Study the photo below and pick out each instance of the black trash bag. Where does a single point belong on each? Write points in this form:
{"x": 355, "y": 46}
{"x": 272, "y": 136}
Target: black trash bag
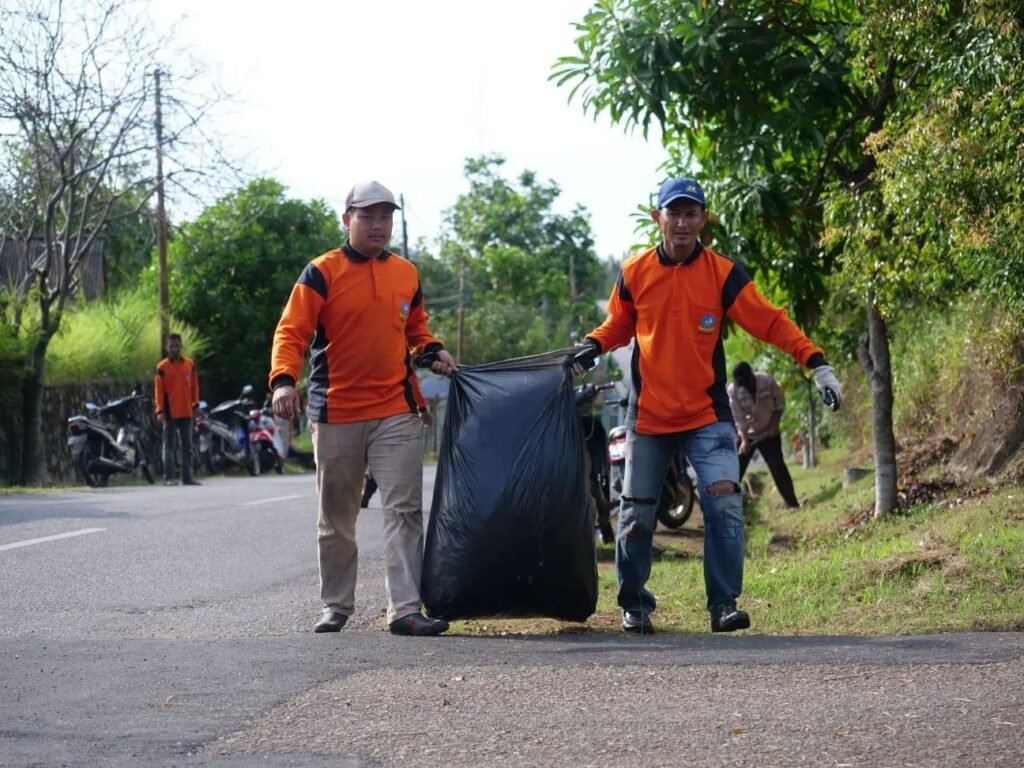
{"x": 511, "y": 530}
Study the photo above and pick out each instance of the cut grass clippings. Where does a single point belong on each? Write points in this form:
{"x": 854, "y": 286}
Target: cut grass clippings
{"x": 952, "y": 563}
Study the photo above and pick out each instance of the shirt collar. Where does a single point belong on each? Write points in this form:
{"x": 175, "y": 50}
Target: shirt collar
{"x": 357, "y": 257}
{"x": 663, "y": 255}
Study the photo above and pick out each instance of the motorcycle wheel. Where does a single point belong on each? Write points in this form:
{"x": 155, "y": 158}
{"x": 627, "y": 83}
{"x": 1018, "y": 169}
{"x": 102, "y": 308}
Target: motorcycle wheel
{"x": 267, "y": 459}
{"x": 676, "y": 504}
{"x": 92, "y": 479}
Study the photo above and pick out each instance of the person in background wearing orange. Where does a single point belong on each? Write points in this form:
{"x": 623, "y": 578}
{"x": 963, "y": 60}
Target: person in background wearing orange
# # # #
Substitute "Label" for "Target" in everything from the line containing "of the shirt" down to the end of the material, keeping all else the same. Give back only those lines.

Study the photo above and pick out each instance of the shirt collar. Where does a single point belong on each? Write points in this form:
{"x": 175, "y": 50}
Label: shirt collar
{"x": 357, "y": 257}
{"x": 663, "y": 255}
Study the photo above and pick out each instance of the motorcycle wheel. Where does a single point belong on each? Write points in this form:
{"x": 155, "y": 158}
{"x": 627, "y": 83}
{"x": 1018, "y": 169}
{"x": 102, "y": 308}
Label: motorcycle wheel
{"x": 267, "y": 459}
{"x": 676, "y": 504}
{"x": 92, "y": 479}
Study the photo above and pick out each instance of the person in background wearing orange. Where does a single point belong on each? Write points in this form:
{"x": 623, "y": 578}
{"x": 963, "y": 60}
Label: person in background wearing orange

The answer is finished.